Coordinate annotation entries

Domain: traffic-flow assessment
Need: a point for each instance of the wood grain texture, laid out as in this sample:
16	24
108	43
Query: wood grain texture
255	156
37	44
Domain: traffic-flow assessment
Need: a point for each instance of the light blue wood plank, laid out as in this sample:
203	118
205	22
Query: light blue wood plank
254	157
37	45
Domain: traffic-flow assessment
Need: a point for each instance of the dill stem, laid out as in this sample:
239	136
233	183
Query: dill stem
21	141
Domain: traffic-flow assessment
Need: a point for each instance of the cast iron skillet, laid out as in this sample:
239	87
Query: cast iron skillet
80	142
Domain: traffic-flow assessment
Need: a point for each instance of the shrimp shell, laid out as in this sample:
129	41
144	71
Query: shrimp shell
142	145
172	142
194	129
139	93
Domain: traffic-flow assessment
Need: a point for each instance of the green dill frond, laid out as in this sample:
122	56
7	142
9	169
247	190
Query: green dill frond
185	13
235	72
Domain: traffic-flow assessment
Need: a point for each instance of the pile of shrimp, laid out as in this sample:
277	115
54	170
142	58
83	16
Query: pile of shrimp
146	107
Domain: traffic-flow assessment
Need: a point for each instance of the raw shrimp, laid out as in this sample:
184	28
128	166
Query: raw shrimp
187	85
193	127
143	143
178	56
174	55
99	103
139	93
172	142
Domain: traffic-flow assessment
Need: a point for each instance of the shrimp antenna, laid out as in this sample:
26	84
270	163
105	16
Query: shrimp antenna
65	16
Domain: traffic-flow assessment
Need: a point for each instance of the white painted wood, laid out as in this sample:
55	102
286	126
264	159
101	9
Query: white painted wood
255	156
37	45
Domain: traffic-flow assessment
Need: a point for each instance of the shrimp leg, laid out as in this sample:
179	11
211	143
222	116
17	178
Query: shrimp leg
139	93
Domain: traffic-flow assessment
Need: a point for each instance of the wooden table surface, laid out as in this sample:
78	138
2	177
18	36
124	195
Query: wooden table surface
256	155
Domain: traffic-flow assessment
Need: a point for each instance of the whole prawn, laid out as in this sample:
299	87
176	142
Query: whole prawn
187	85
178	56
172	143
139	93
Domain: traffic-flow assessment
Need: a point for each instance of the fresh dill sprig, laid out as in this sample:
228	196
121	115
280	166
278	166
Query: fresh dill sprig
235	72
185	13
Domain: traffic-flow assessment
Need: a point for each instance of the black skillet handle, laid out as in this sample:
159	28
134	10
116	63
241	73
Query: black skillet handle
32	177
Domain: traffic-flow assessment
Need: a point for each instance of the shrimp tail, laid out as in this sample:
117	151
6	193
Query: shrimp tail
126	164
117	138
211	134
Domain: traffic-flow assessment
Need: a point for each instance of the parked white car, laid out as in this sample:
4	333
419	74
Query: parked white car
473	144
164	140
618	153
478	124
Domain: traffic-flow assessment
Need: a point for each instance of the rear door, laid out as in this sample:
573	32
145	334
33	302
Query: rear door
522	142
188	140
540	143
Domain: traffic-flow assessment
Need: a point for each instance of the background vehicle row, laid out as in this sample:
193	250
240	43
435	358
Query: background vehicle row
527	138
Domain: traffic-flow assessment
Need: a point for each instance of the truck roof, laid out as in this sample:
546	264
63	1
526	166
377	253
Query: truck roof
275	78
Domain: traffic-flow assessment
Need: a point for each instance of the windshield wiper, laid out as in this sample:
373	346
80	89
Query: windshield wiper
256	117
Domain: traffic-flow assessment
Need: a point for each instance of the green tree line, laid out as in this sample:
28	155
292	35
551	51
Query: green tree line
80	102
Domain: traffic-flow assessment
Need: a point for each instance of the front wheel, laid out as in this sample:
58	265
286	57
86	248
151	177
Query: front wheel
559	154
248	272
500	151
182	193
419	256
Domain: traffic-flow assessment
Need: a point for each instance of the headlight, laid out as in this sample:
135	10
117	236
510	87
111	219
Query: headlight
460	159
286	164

**DIRECTION:**
Exact output of every entry is required.

**FINAL RESULT:**
Domain: traffic-flow assessment
Need: a point for each instance of the wood grain texture, laid out as in this sample:
16	24
108	43
Query: wood grain texture
255	156
37	44
Domain: traffic-flow assessment
Need: a point for each instance of the light blue wood plank, laid out as in this sample:
203	118
205	22
Query: light blue wood plank
254	157
37	45
Domain: traffic-flow assessment
Need: a point for each instance of the dill stem, laid out as in this sample:
239	136
233	183
Query: dill stem
21	141
Domain: traffic-flow assessment
Need: a point for each instance of the cast iron skillet, laid out as in this sample:
239	87
Query: cast iron skillet
80	142
Domain: traffic-flow assessment
Need: a point for each instance of the shrimp shell, laid out as in this sample:
129	41
144	71
Query: shrimp shell
142	145
172	142
194	129
139	93
Domain: traffic-flow assessment
Need: a point for each instance of the green dill frond, laid out as in this sample:
122	56
7	142
9	169
247	190
Query: green dill frond
185	13
235	72
Domain: traffic-flow assessment
Need: a point for each instance of the pile of shrimp, laid out as in this sample:
277	115
54	170
142	58
83	16
Query: pile of shrimp
146	107
Domain: traffic-flow assessment
Need: a point for each instance of the raw shrimp, laid out as in this sample:
184	28
128	166
Query: raw shrimp
187	85
193	127
143	143
178	56
174	55
99	103
139	93
172	142
Domain: traffic-flow assessment
Need: a point for each instance of the shrimp antenna, laid out as in this sample:
26	84
270	163
105	16
Query: shrimp antenna
65	16
Domain: traffic-flow assessment
Need: a point for each instance of the white painted wood, laid out as in this sample:
55	102
286	126
264	159
101	9
Query: white painted wood
255	156
37	45
Domain: traffic-flow assessment
Need: a point for each instance of the shrimp leg, laid out as in this sample:
179	11
211	143
222	116
17	178
Query: shrimp leg
139	93
Domain: traffic-flow assessment
Need: a point for each instance of the wooden table surface, laid out as in this sample:
78	138
2	177
18	36
124	195
Query: wooden table surface
256	155
Domain: traffic-flow assessment
Need: a point for each instance of the whole prawn, laid out as in this sample:
299	87
176	142
Query: whole prawn
187	85
178	56
172	143
139	93
Domain: traffic-flow assessment
Need: a point for each instance of the fresh dill sprig, laid out as in this sample:
228	196
121	115
280	166
278	166
Query: fresh dill sprig
235	72
185	13
Domain: traffic-flow assessment
Need: a point for each instance of the black skillet handle, laid out as in this sample:
159	28
134	10
116	63
241	73
Query: black skillet handle
32	177
Domain: traffic-flow assessment
Need: a point for each instance of the shrimp tail, laid out as in this sample:
117	151
6	193
Query: shrimp tail
126	164
117	138
211	134
Domain: traffic-flow assessment
Need: a point for each instance of the parked white car, laid out as in this sample:
4	333
419	74
Query: parked white car
473	144
164	140
618	153
478	124
Domain: traffic-flow assessment
Need: a point for each instance of the rear door, laid out as in this sample:
573	32
145	334
33	302
Query: rear door
522	142
188	140
540	143
Domain: traffic-flow assessment
Need: a point for each instance of the background vehicle row, laid out as in this sample:
193	250
240	43
435	358
Query: background vehicle row
527	138
Domain: traffic-flow assessment
Need: a point for each instance of the truck roof, laid out as in this sample:
546	264
63	1
526	166
377	253
Query: truck roof
275	78
Domain: traffic-flow assessment
Need: a point for each instance of the windshield wiper, laid out as in this sample:
373	346
80	89
Query: windshield wiper
256	117
Domain: traffic-flow assessment
Need: a point for each instance of the green tree line, laid out as in this sample:
28	155
292	35
551	51
Query: green tree line
80	102
Domain: traffic-flow assessment
Need: a point for each instance of the front wheel, laid out as in this sample:
58	265
286	57
86	248
151	177
Query: front wheel
559	154
248	272
500	151
182	193
419	256
Domain: traffic-flow assessment
Need: a point for each instance of the headlight, laid out as in this sample:
135	10
117	236
510	87
111	219
Query: headlight
460	159
286	164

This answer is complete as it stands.